## Task directions
Scan the lines below; pull out those with "dirt".

## Data
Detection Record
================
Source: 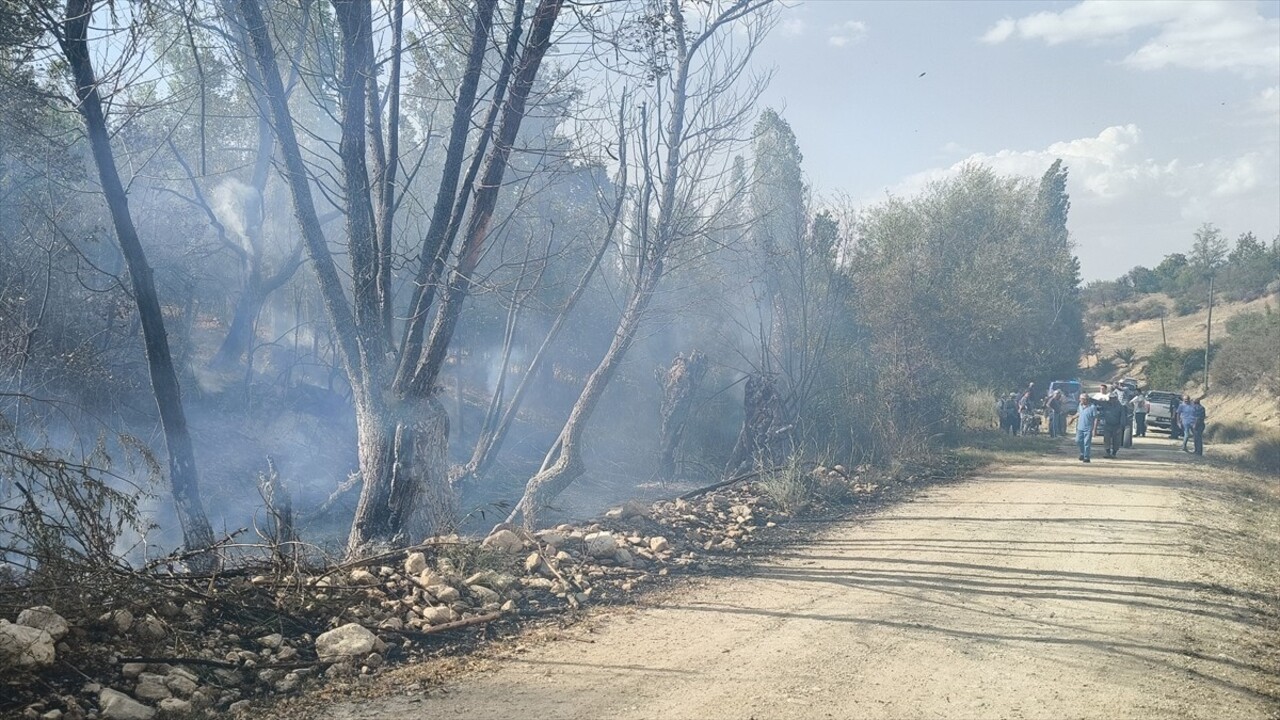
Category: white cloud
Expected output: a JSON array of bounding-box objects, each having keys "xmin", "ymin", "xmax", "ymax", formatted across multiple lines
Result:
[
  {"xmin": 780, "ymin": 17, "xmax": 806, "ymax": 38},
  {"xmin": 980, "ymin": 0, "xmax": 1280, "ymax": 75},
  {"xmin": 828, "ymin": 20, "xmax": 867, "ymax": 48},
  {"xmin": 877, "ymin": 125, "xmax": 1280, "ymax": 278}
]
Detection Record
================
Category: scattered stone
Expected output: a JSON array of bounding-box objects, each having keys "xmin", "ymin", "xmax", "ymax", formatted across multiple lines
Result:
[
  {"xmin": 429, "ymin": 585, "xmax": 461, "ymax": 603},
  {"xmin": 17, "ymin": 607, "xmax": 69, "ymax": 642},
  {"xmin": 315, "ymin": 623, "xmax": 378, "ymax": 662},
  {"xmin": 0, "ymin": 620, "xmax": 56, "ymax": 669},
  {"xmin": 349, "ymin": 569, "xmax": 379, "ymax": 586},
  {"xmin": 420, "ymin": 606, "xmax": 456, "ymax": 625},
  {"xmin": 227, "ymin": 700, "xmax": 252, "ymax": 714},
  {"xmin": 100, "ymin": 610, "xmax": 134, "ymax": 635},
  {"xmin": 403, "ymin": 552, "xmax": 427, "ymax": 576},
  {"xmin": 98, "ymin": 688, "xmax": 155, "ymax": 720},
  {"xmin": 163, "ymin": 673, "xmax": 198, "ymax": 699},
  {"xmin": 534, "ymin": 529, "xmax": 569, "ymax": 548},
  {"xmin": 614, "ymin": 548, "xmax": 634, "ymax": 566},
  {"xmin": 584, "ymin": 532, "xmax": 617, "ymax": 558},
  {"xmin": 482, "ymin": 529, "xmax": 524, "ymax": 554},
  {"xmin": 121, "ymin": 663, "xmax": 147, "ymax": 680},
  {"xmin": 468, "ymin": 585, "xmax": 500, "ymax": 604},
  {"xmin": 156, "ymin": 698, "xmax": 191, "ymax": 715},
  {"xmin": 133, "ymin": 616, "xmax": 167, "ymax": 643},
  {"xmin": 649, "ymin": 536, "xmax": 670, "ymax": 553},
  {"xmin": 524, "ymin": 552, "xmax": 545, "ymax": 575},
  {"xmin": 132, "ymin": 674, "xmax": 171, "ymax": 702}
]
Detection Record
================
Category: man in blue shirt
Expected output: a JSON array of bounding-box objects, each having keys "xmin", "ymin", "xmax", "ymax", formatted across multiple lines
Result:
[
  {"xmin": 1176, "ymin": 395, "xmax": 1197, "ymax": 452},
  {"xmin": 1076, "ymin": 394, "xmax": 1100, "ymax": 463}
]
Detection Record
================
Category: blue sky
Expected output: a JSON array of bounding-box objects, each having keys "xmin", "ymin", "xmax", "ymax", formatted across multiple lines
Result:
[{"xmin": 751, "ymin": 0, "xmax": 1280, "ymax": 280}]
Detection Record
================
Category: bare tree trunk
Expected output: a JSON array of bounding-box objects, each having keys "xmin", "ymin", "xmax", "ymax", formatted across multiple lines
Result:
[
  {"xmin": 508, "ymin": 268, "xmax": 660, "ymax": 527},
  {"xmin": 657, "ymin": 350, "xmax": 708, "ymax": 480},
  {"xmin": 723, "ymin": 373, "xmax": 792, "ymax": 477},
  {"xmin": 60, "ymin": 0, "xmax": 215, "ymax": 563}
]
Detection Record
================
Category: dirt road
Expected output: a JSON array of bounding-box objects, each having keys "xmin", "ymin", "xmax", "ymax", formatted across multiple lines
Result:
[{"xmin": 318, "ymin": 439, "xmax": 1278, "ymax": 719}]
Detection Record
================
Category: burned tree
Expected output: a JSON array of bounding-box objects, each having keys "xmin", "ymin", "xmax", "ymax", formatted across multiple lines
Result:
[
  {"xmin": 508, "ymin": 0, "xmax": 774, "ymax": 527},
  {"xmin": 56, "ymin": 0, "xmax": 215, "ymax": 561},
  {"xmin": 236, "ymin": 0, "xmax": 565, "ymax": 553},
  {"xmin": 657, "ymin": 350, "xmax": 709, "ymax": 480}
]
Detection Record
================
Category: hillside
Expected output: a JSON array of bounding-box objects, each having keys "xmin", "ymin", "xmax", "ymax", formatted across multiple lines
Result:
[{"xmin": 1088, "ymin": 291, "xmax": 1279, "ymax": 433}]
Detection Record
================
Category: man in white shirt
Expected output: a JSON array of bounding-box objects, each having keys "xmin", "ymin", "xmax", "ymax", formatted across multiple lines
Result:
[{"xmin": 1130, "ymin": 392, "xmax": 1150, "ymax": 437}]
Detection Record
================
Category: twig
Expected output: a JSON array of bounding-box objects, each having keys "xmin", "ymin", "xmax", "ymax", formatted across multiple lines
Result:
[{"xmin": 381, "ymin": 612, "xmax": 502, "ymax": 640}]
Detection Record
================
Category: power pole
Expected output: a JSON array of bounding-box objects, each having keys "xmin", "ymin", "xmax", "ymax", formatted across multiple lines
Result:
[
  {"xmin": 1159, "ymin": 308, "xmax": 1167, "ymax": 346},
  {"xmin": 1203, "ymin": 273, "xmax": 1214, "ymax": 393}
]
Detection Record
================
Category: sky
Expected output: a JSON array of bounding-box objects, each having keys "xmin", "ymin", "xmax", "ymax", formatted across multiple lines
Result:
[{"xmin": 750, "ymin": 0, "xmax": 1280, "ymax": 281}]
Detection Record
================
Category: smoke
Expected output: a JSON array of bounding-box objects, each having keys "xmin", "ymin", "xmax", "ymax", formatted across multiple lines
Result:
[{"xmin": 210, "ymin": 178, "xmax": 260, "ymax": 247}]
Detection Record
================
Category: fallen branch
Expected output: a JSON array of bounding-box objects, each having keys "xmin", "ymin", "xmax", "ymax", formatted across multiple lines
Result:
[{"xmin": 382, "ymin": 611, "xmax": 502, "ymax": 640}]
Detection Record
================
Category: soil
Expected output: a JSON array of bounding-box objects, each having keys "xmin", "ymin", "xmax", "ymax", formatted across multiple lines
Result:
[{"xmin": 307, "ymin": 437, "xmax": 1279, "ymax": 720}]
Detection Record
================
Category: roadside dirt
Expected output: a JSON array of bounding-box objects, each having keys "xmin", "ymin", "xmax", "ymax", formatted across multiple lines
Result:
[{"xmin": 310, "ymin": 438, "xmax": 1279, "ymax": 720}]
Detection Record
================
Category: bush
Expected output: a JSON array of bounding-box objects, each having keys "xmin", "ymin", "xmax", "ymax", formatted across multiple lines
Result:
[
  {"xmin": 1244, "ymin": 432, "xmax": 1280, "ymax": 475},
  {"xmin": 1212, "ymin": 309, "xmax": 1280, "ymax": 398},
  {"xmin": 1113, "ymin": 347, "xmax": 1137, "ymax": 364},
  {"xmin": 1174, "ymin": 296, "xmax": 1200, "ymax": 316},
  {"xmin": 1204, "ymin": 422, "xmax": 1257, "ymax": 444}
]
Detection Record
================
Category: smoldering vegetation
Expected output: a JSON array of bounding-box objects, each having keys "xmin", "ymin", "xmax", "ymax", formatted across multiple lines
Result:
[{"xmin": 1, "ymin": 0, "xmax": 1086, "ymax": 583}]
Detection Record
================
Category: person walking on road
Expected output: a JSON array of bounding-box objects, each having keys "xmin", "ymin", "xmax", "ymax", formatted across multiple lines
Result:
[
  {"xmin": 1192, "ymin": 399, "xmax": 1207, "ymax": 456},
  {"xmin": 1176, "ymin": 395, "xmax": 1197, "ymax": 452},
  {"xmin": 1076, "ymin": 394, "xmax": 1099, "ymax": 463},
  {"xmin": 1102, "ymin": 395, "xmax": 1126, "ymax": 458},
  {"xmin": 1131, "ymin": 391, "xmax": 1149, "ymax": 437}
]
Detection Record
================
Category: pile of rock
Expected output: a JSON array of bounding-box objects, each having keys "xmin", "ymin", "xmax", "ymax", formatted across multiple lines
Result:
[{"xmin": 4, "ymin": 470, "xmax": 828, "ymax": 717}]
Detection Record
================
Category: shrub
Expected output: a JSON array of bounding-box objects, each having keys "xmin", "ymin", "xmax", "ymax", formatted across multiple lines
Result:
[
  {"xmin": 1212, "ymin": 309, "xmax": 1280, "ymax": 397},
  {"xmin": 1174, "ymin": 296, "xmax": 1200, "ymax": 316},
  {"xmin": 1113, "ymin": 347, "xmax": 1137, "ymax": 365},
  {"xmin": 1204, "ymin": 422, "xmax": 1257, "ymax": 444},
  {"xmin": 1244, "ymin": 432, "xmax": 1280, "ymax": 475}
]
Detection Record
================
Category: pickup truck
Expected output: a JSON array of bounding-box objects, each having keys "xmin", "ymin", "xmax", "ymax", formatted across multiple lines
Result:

## Solution to this task
Category: dirt road
Category: roadside dirt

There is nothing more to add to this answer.